Directive: Please copy out the listing below, switching every "trace" to "sketch" and leaving everything else unchanged.
• • • • •
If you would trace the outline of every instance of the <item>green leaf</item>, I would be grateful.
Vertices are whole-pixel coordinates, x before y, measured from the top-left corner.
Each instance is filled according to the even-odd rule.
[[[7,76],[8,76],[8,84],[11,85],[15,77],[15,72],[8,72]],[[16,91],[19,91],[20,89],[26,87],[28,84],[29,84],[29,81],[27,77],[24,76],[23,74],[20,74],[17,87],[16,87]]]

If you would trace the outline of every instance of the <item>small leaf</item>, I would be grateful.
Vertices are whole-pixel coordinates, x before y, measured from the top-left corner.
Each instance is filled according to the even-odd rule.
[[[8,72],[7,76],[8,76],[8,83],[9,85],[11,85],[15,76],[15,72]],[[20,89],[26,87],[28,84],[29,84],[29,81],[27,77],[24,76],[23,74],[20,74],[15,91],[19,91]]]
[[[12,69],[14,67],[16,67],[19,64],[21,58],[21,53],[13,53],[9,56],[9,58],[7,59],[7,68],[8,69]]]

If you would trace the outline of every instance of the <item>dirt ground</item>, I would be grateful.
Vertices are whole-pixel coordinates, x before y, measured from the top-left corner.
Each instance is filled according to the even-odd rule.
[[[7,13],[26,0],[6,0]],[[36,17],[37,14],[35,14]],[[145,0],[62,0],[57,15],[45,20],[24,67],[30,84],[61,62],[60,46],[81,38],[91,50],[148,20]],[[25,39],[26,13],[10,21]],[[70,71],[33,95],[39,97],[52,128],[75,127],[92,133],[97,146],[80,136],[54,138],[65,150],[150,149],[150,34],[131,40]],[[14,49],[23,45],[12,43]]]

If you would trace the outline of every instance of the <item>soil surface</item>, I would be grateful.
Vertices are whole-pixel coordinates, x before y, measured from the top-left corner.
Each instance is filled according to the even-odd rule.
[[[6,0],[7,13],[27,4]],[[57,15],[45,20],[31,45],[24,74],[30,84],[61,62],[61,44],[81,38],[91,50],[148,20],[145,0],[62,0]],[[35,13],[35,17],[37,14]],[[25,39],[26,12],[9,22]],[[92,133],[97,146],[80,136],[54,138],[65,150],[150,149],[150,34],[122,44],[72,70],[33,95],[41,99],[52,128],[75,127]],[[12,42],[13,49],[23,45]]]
• • • • •
Solution to the exercise:
If you would sketch the outline of every instance of the <item>green leaf</item>, I would be grateful.
Vertices are whole-pixel coordinates, x before y, measured from the top-left corner.
Each instance is filled according to the even-odd rule.
[[[7,76],[8,76],[8,84],[11,85],[15,77],[15,72],[8,72]],[[16,91],[19,91],[20,89],[26,87],[28,84],[29,84],[29,81],[27,77],[24,76],[23,74],[20,74],[17,87],[16,87]]]

If you would sketch the outline of every instance of the <item>small leaf</item>, I would be grateful.
Vertices are whole-pixel coordinates, x before y, measured from the top-left corner.
Each instance is filled according to the even-odd rule.
[[[8,72],[7,76],[8,76],[8,83],[9,85],[11,85],[15,76],[15,72]],[[20,89],[26,87],[28,84],[29,84],[29,81],[27,77],[24,76],[23,74],[20,74],[15,91],[19,91]]]
[[[12,69],[14,67],[16,67],[19,64],[21,58],[21,53],[13,53],[9,56],[9,58],[7,59],[7,68],[8,69]]]

If you would sketch the outline of every instance of the <item>dirt ground</item>, I would be grateful.
Vertices are whole-pixel coordinates, x before y, measured from the top-left corner.
Each instance is filled according to the even-odd rule.
[[[7,13],[26,0],[6,0]],[[36,17],[37,14],[35,14]],[[145,0],[62,0],[57,15],[45,20],[24,67],[30,84],[61,62],[60,46],[81,38],[91,50],[148,20]],[[25,39],[26,13],[10,21]],[[70,71],[33,95],[39,97],[52,128],[75,127],[92,133],[97,146],[80,136],[54,138],[65,150],[150,149],[150,34],[131,40]],[[14,49],[23,45],[12,43]]]

If you would sketch the outline of every instance of the <item>soil surface</item>, I would be grateful.
Vertices are whole-pixel coordinates, x before y, measured from the top-left corner.
Each instance is filled according to the even-odd rule.
[[[6,0],[7,13],[27,4]],[[57,15],[45,20],[31,45],[24,74],[30,84],[61,62],[61,44],[81,38],[91,50],[148,20],[145,0],[62,0]],[[35,13],[35,17],[37,14]],[[25,39],[26,12],[9,22]],[[92,133],[97,146],[80,136],[54,138],[65,150],[150,149],[150,34],[122,44],[72,70],[33,95],[41,99],[52,128],[75,127]],[[12,42],[13,49],[23,45]]]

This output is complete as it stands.